Segment Start: MATERIAL FOR THE TASK

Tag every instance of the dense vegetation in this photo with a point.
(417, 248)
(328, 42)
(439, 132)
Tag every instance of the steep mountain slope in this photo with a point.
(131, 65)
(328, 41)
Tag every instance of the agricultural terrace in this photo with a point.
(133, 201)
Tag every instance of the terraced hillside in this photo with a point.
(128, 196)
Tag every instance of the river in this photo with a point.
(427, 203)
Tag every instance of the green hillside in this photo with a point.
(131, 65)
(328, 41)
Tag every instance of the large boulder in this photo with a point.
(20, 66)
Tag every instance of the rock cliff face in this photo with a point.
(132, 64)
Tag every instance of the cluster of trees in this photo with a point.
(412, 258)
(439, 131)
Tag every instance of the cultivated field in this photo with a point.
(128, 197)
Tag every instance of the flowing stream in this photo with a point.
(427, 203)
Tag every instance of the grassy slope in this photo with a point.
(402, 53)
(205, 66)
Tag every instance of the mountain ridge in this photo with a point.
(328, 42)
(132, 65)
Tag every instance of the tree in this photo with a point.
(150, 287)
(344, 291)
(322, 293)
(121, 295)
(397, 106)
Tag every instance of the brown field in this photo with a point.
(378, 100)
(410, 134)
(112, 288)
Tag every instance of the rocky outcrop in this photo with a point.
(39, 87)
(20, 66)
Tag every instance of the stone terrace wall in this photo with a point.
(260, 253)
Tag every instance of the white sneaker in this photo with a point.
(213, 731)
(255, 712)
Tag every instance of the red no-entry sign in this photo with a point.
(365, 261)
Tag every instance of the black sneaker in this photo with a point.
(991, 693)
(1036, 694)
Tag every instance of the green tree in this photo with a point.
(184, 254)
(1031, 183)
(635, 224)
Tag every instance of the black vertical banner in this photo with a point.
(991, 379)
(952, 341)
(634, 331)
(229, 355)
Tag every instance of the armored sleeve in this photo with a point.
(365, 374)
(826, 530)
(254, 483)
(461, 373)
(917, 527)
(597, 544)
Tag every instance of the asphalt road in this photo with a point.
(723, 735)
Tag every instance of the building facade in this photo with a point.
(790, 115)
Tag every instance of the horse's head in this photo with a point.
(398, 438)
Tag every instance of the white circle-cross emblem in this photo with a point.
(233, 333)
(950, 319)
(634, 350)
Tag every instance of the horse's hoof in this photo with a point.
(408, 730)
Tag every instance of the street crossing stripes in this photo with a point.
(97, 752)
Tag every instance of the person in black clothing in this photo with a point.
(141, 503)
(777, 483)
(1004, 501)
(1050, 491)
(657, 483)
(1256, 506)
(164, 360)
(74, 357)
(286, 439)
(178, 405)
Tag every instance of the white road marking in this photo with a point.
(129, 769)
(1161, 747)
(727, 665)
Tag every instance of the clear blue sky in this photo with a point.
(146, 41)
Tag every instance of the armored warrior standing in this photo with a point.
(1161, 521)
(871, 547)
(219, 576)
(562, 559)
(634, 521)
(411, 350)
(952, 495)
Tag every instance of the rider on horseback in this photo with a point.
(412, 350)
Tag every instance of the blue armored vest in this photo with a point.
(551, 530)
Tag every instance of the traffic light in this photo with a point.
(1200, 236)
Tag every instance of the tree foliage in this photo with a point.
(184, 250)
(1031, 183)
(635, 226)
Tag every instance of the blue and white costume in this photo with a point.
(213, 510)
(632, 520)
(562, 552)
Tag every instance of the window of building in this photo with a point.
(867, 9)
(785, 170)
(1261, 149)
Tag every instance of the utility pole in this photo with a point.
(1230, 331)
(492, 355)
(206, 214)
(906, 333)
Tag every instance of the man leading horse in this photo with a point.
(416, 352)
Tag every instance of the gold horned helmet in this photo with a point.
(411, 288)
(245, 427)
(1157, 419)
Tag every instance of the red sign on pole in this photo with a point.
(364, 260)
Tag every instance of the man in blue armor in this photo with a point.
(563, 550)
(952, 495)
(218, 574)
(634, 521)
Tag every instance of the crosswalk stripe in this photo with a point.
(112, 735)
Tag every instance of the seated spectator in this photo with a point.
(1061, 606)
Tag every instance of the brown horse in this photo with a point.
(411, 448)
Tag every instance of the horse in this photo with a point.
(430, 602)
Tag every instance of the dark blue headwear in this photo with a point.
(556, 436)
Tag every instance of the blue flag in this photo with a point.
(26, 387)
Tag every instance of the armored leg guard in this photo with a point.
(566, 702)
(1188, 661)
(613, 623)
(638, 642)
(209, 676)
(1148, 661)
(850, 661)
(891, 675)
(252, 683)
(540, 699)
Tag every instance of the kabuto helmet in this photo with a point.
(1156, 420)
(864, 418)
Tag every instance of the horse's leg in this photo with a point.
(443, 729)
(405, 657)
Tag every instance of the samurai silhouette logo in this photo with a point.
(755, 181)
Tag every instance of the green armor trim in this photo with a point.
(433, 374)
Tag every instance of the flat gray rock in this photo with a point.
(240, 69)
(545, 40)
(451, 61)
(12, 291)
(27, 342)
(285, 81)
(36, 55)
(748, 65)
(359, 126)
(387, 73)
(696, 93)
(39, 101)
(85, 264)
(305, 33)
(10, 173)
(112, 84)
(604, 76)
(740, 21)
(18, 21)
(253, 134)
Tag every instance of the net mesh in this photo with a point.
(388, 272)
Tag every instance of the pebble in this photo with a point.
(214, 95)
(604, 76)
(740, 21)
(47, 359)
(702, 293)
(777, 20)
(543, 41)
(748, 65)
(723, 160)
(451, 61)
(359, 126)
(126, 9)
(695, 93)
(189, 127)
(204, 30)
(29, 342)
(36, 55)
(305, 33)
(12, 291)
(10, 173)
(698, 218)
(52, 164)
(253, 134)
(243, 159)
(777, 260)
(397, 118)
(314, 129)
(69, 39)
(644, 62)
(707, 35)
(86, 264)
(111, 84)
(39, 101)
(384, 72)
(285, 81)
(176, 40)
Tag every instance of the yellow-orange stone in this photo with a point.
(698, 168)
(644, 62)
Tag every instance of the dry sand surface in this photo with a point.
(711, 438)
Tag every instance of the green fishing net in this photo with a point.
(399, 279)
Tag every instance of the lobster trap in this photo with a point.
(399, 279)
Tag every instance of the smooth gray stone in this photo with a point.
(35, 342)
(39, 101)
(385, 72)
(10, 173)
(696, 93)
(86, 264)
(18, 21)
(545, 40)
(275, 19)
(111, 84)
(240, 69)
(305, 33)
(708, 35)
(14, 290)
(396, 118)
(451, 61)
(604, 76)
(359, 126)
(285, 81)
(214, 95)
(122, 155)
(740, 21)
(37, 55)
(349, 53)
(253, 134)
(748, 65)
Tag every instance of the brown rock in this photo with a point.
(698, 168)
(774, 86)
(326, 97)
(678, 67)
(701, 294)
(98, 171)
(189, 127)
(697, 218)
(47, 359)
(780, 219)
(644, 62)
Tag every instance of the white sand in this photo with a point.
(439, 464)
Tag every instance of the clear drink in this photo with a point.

Segment End: MATERIAL FOR THE TASK

WHAT YOU SHOULD DO: Nothing in the records should change when you repeat them all.

ANSWER BELOW:
Tag every instance of the dense vegetation in this photo with a point.
(417, 248)
(328, 42)
(439, 132)
Tag every instance of the steep mountain slope in this photo with a point.
(131, 65)
(328, 41)
Tag every instance of the agricultural terrace in this photo with a point.
(133, 201)
Tag every instance of the terraced hillside in this photo with a point.
(128, 196)
Tag every instance of the river in this photo with a point.
(427, 203)
Tag every instance of the green hillside in this photo with a point.
(131, 65)
(328, 41)
Tag every instance of the large boulder in this photo with a point.
(20, 66)
Tag every instance of the rock cliff face in this photo with a point.
(132, 64)
Tag every instance of the cluster of trees in this photo with a point.
(412, 258)
(439, 131)
Tag every instance of the cultivated field in this photo with a point.
(128, 197)
Tag every instance of the flowing stream in this photo with a point.
(427, 203)
Tag every instance of the grassy slope in this photo with a point.
(402, 53)
(205, 66)
Tag every instance of the mountain ridge in this photo with a point.
(328, 42)
(132, 65)
Tag every instance of the tree in this photo with a point.
(150, 287)
(344, 291)
(322, 293)
(121, 295)
(397, 106)
Tag every instance of the brown field in this photo with a point.
(378, 100)
(410, 134)
(112, 288)
Tag every instance of the rocky outcrop in this photo with a point.
(39, 87)
(20, 66)
Tag every instance of the stone terrace wall in this photo with a point.
(260, 253)
Tag every instance of the white sneaker in this photo with a point.
(213, 731)
(255, 712)
Tag every instance of the red no-entry sign in this photo with a point.
(365, 261)
Tag every instance of the black sneaker in this photo with a point.
(991, 693)
(1036, 694)
Tag every instance of the green tree in this photo with a point.
(184, 254)
(1031, 183)
(635, 224)
Tag every instance of the black vertical banner in this photo with a point.
(991, 379)
(952, 341)
(634, 331)
(229, 355)
Tag every instance of the armored sleeve in this photo with a point.
(365, 374)
(826, 530)
(254, 483)
(461, 373)
(917, 527)
(597, 544)
Tag every instance of the asphalt road in this photo with a point.
(723, 735)
Tag every instance of the building facade in this photo with a point.
(790, 115)
Tag every instance of the horse's head in this photo with a point.
(398, 438)
Tag every instance of the white circle-cross emblem in this photo with a point.
(233, 333)
(950, 319)
(634, 350)
Tag every instance of the horse's hoof in this photo with a point.
(408, 730)
Tag every instance of the street crossing stripes in this photo with a point.
(97, 752)
Tag every instance of the person in black clothing in this photo with a point.
(141, 503)
(777, 483)
(1004, 501)
(1050, 491)
(657, 483)
(1256, 506)
(164, 360)
(74, 357)
(286, 439)
(178, 405)
Tag every instance of the white road marking in this photo with a point.
(129, 769)
(1161, 747)
(727, 665)
Tag every instance of the clear blue sky in this photo with a point.
(146, 41)
Tag every instance of the armored warrior standing in this photo with a point.
(1161, 521)
(871, 547)
(219, 576)
(562, 559)
(634, 521)
(411, 350)
(952, 495)
Tag every instance of the rider on horseback in this photo with a point.
(412, 350)
Tag every instance of the blue armored vest in this photo with a point.
(551, 530)
Tag every instance of the traffic light in this photo with a point.
(1200, 236)
Tag every instance of the tree foliage in this photo with a point.
(184, 250)
(1031, 183)
(635, 226)
Tag every instance of the blue and white costume in this photo with a point.
(213, 510)
(632, 520)
(562, 552)
Tag every instance of the window of building in this photo with a point.
(867, 9)
(785, 170)
(1261, 149)
Tag every instance of the utility pole in this photo with a point.
(1230, 331)
(492, 355)
(206, 214)
(906, 333)
Tag every instance of the man leading horse in this photo with a point.
(416, 352)
Tag every instance of the gold horned helmet in this photo with a point.
(411, 288)
(245, 427)
(1157, 419)
Tag every instance of the red sign on pole in this photo with a point.
(364, 260)
Tag every instance of the man in blue armor in this photo with a point.
(563, 550)
(952, 495)
(218, 574)
(634, 521)
Tag every instance of the crosswalk stripe in this photo with a point.
(112, 735)
Tag every instance of the seated spectator in this photo with a point.
(1061, 606)
Tag every instance of the brown horse in this photo with a point.
(411, 448)
Tag every instance of the horse in this photo with a point.
(430, 602)
Tag every instance of the dark blue headwear in this photo with a point.
(556, 436)
Tag every instance of the blue flag in this photo with a point.
(26, 387)
Tag every instance of the armored leg guard in this photo with a point.
(566, 702)
(1188, 661)
(613, 623)
(638, 642)
(209, 676)
(1148, 661)
(850, 661)
(891, 675)
(252, 683)
(540, 699)
Tag every instance of the kabuto helmet in this photo with a point.
(1156, 420)
(864, 418)
Tag every instance of the horse's leg in this photo with a point.
(443, 729)
(405, 657)
Tag every instance of the samurai silhouette logo in this photo with a point.
(755, 181)
Tag every instance of the green armor trim in this photo with a point.
(433, 374)
Tag every instance of the flat gray rock in this photo with a point.
(240, 69)
(545, 40)
(451, 61)
(12, 291)
(27, 342)
(285, 81)
(36, 55)
(748, 65)
(359, 126)
(387, 73)
(696, 93)
(39, 101)
(85, 264)
(305, 33)
(10, 173)
(112, 84)
(604, 76)
(740, 21)
(18, 21)
(253, 134)
Tag every instance of the net mesh in this photo with a point.
(388, 272)
Tag every instance of the pebble in this photo with a point.
(214, 95)
(604, 76)
(740, 21)
(47, 359)
(702, 293)
(777, 20)
(543, 41)
(748, 65)
(723, 160)
(451, 61)
(359, 126)
(126, 9)
(695, 93)
(189, 127)
(204, 30)
(29, 342)
(36, 55)
(305, 33)
(12, 291)
(10, 173)
(698, 218)
(52, 164)
(253, 134)
(243, 159)
(777, 260)
(397, 118)
(314, 129)
(69, 39)
(644, 62)
(707, 35)
(86, 264)
(111, 84)
(39, 101)
(384, 72)
(285, 81)
(176, 40)
Tag every instance of the yellow-orange stone in this photo with a point.
(698, 168)
(644, 62)
Tag every instance of the dry sand surface in this photo with a point.
(711, 438)
Tag every instance of the green fishing net in this photo with a point.
(399, 279)
Tag every instance of the lobster trap in this photo with a point.
(399, 279)
Tag every instance of the smooth gray stone in this photo with a point.
(35, 342)
(39, 101)
(385, 72)
(10, 173)
(696, 93)
(86, 264)
(18, 21)
(545, 40)
(275, 19)
(111, 84)
(240, 69)
(305, 33)
(708, 35)
(14, 290)
(396, 118)
(451, 61)
(604, 76)
(359, 126)
(285, 81)
(214, 95)
(122, 155)
(740, 21)
(37, 55)
(349, 53)
(253, 134)
(748, 65)
Tag every instance of the brown rock in this photo with a point.
(698, 168)
(774, 86)
(326, 97)
(678, 67)
(701, 294)
(98, 171)
(189, 127)
(697, 218)
(47, 359)
(780, 219)
(644, 62)
Tag every instance of the white sand in this photo with a point.
(439, 464)
Tag every instance of the clear drink in this photo with a point.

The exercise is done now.